EXERCISE PROMPT
Please state how many lines in the entries below contain the string "bucket", counting a match only when its case is identical. Reply with the number alone.

------ RAW RECORDS

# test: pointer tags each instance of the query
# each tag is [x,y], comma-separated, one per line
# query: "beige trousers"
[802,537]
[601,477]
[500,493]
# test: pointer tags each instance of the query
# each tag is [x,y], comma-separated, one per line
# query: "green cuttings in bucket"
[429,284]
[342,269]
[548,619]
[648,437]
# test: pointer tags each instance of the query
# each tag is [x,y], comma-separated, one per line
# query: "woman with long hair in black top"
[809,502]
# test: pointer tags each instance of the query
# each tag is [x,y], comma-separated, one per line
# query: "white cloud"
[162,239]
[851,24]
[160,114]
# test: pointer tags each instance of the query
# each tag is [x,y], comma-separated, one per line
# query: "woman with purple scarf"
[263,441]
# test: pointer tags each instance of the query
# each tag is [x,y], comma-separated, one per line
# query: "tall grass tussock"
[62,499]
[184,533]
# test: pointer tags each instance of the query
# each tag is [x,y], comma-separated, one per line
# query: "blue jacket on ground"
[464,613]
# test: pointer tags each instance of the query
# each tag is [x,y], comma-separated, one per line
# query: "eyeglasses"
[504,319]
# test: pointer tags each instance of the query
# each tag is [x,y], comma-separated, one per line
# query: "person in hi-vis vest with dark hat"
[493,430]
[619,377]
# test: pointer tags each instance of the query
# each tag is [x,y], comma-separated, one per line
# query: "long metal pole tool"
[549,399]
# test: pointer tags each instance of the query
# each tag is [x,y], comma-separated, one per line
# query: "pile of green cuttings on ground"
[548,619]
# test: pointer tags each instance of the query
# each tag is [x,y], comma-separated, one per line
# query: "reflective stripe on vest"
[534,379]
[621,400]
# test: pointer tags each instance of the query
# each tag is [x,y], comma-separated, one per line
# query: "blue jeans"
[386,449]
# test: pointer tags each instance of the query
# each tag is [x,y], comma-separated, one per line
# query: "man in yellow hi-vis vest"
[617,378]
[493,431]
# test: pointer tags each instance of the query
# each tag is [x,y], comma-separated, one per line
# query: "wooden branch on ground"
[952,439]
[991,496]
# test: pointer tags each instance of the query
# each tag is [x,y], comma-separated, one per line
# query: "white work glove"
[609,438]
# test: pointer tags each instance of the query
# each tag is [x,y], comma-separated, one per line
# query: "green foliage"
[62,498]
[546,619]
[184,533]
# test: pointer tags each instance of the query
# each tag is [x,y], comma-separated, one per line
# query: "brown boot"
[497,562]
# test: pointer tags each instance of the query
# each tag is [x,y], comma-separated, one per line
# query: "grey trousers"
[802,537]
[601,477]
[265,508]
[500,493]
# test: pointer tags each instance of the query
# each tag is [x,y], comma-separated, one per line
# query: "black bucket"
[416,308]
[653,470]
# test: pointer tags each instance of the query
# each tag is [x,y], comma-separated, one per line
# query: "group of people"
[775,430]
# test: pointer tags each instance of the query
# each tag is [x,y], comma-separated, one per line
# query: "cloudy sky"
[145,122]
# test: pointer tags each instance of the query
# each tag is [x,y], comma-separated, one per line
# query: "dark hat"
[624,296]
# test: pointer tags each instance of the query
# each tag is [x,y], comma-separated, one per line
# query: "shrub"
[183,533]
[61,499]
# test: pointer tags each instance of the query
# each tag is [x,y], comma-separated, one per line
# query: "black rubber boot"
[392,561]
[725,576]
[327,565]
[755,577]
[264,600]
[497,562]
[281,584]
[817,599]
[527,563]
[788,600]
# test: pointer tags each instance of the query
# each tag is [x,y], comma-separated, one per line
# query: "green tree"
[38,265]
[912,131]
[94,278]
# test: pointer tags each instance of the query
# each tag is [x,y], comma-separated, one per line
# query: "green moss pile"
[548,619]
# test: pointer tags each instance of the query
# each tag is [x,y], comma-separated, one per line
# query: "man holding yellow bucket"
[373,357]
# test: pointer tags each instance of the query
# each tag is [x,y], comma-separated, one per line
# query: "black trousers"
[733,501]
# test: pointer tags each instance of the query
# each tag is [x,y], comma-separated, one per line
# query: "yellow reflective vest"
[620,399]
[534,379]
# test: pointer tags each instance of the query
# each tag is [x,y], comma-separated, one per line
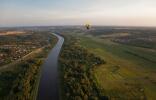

------------

WRITTEN ANSWER
3